§ **Passage**:
BEGIN

The City is not required by DEQ to treat stormwater. The cost of constructing and operating a stormwater treatment facility would require a fee much higher than what is being proposed. The second Level of Service option being considered by Council provides for public education, and staff time preventing pollution from entering the stormwater system. This is offered as a fair balance between treatment (pollution prevention) and the high cost of a treatment plant.
Why is street sweeping a stormwater function?
Street sweeping is intended to pick up sediment, litter, leaves (nutrients), and other pollutants before they are carried by stormwater runoff into the stormwater system. This is a pollution prevention or treatment effort by keeping these various pollutants out of the stormwater system and our local creeks. Sweeping is also intended to keep larger debris like leaves and litter from covering over catch basins causing localized flooding during rain events.
Do other communities in Oregon charge for stormwater services? (How much?)
More than 40 other Oregon communities charge a separate stormwater fee. For a single- family residential homeowner, the service charge in a couple local area cities are: Salem $16.41; Independence $13.26; Corvallis $9.29; Dallas $5.00 The City’s two proposed rates are based on the actual cost of providing a specific Level of Service. The lower of the two proposed rates is what we spend on stormwater services today -- no new programs. Council wants to know if citizens believe we should be more proactive in maintaining our existing facilities and reducing pollution.
Why should I pay a fee if I don’t have any flooding issues in my neighborhood?
Monmouth has done a good job of using the limited funds for stormwater activities while fixing the most pressing localized issues. Council recognizes the gap between limited funds and the cost of maintaining the system has exceeded a sustainable level. Deferring maintenance of the stormwater system will result in more frequent and wide spread localized flooding as pipes collapse, fail, or get clogged with roots and debris. Parts of town that historically haven’t experience flooding issues will. Two of the projects identified as priorities in this new utility's Capital Improvement Program address existing localized flooding issues.

END

§ **What you need to do**:
[1] According to the stormwater passage, how many other Oregon communities charge a separate stormwater fee?
[2] Take the stormwater passage further, picking up after its last sentence.

Records from a dataset:
BEGIN

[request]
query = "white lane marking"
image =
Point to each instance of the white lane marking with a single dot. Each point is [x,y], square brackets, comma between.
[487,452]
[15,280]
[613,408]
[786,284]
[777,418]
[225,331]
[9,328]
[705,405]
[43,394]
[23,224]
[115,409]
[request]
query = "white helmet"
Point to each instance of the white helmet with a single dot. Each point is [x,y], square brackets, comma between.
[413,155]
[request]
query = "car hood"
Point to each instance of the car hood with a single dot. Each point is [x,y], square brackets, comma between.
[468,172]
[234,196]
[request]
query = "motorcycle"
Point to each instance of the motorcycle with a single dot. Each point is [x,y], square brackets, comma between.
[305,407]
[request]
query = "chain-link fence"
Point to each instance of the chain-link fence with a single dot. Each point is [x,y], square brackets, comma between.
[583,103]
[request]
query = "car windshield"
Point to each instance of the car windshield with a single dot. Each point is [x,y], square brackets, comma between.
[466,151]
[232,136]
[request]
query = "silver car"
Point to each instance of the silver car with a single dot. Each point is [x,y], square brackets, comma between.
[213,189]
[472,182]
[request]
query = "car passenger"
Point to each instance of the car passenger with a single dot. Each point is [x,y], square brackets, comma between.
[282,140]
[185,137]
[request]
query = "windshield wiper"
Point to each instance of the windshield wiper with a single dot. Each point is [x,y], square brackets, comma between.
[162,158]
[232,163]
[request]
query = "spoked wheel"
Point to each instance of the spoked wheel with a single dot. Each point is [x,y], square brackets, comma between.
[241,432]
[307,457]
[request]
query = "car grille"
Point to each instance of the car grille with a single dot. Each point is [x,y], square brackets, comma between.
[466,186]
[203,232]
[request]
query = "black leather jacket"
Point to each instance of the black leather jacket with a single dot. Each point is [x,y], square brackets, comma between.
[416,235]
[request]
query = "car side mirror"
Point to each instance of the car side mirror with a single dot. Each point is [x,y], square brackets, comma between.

END

§ **Answers for the exercise**:
[1] More than 40.

[2]
What will happen if Monmouth doesn’t enact a Stormwater Utility and fee?
Currently all transportation and stormwater operation and maintenance activities are funded with gas tax revenue from the State. The gas tax revenue has not kept pace with the increasing cost of operating and maintaining our roadways and stormwater system. The City has steadily reduced services over the years to keep our operating costs within budget. Without the implementation of the stormwater fee, the City will need to make important decisions on what additional services to cut. To ensure that gas tax revenue is directed toward its intended purpose of maintaining roadways, important stormwater activities like street sweeping and leaf pickup will be reduced further or cut all together.
How will the City use the money?
All funds collected will be dedicated to the stormwater program. Funds will be used to provide stormwater services that address the most pressing stormwater needs for the community.
What specific projects are planned for the stormwater utility?
Projects plan over the next five years include:
- providing emergency overflow for the residential area near Maxwell Avenue
- piping the open ditch near Madrona Park to address frequent maintenance issues
- correcting flooding that impacts Western Oregon University property
Are there any State or Federal grants to pay for the operation and maintenance of the City’s stormwater system?
Nearly all of the limited State and Federal grants are dedicated to the construction of facilities that reduce the negative impact of stormwater runoff on the environment. State and Federal grants are also dedicated to correcting existing large scale flooding conditions that cause private property damage. There are no State or Federal grants dedicated to the ongoing operation and maintenance of stormwater systems.